[Stored items]
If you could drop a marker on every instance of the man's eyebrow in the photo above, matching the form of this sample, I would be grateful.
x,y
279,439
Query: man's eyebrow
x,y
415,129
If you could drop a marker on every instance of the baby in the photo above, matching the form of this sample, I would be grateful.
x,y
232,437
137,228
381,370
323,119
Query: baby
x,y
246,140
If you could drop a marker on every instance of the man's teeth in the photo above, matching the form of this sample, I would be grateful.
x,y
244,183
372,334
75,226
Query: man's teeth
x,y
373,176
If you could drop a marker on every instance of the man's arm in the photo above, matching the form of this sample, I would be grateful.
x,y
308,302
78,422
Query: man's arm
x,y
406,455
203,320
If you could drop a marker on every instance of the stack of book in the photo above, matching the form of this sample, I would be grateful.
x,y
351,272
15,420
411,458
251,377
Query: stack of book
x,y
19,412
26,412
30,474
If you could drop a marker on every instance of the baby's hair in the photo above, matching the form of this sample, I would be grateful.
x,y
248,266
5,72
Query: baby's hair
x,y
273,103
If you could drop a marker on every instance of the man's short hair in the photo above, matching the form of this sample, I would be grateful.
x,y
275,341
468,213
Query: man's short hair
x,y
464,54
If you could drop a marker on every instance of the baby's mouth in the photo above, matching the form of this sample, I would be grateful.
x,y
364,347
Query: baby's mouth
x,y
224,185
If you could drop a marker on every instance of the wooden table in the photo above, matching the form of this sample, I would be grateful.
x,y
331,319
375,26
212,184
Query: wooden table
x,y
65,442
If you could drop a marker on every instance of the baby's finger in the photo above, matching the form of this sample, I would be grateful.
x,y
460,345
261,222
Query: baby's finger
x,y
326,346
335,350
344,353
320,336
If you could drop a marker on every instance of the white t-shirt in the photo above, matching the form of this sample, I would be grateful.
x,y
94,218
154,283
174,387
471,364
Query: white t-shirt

_TASK DESCRIPTION:_ The data is to be reproduced in full, every line intact.

_RESULT FOR THIS TASK:_
If you could drop a marker on every instance of the man's eyebrow in the photo above, matching the form of this sample, I would be grateful.
x,y
279,439
Query: man's eyebrow
x,y
415,129
If you could drop a marker on every instance of the baby in the photo above, matching the form of this sample, I would be grateful.
x,y
232,437
137,228
381,370
323,119
Query: baby
x,y
246,140
If you could drop a marker on every instance of the man's teeth in the photo above, matching the form of this sample, I would be grateful.
x,y
244,183
372,334
75,226
Query: man's teeth
x,y
373,176
If you could drop a marker on every instance of the man's arm in the photo above, matching the form of this sample, I would be grateful.
x,y
308,302
78,422
Query: man's arm
x,y
406,455
203,320
If you could drop a marker on every instance of the stack of book in the photo above, matching the form of this sample, I would be grateful.
x,y
351,272
15,420
411,458
251,377
Query: stack of book
x,y
19,412
26,412
30,474
If you could drop a marker on every instance of the baby's hair in the photo above, matching the form of this sample, I would be grateful.
x,y
248,266
5,72
Query: baby's hair
x,y
273,103
If you could drop a marker on every instance of the man's short hair in the photo above, matching the form of this sample, I would be grateful.
x,y
275,341
468,213
Query: man's short hair
x,y
464,54
If you could drop a marker on every instance of the baby's mouth in the photo above, matching the form of this sample, I would be grateful.
x,y
364,347
Query: baby's mouth
x,y
224,185
If you could drop a marker on every instance of the wooden table in the photo above, matching the form of this sample, I would be grateful.
x,y
331,319
375,26
212,184
Query: wooden table
x,y
65,442
If you could drop a marker on every instance of the baby's finger in the photo above, matching the form of this sample, I would be grateful.
x,y
460,345
261,222
Query: baby's finger
x,y
326,346
335,350
344,353
320,336
If you could drop a marker on every instance of the white t-shirt in the photo above, matching the form of this sample, I would be grateful.
x,y
94,218
154,283
174,387
471,364
Query: white t-shirt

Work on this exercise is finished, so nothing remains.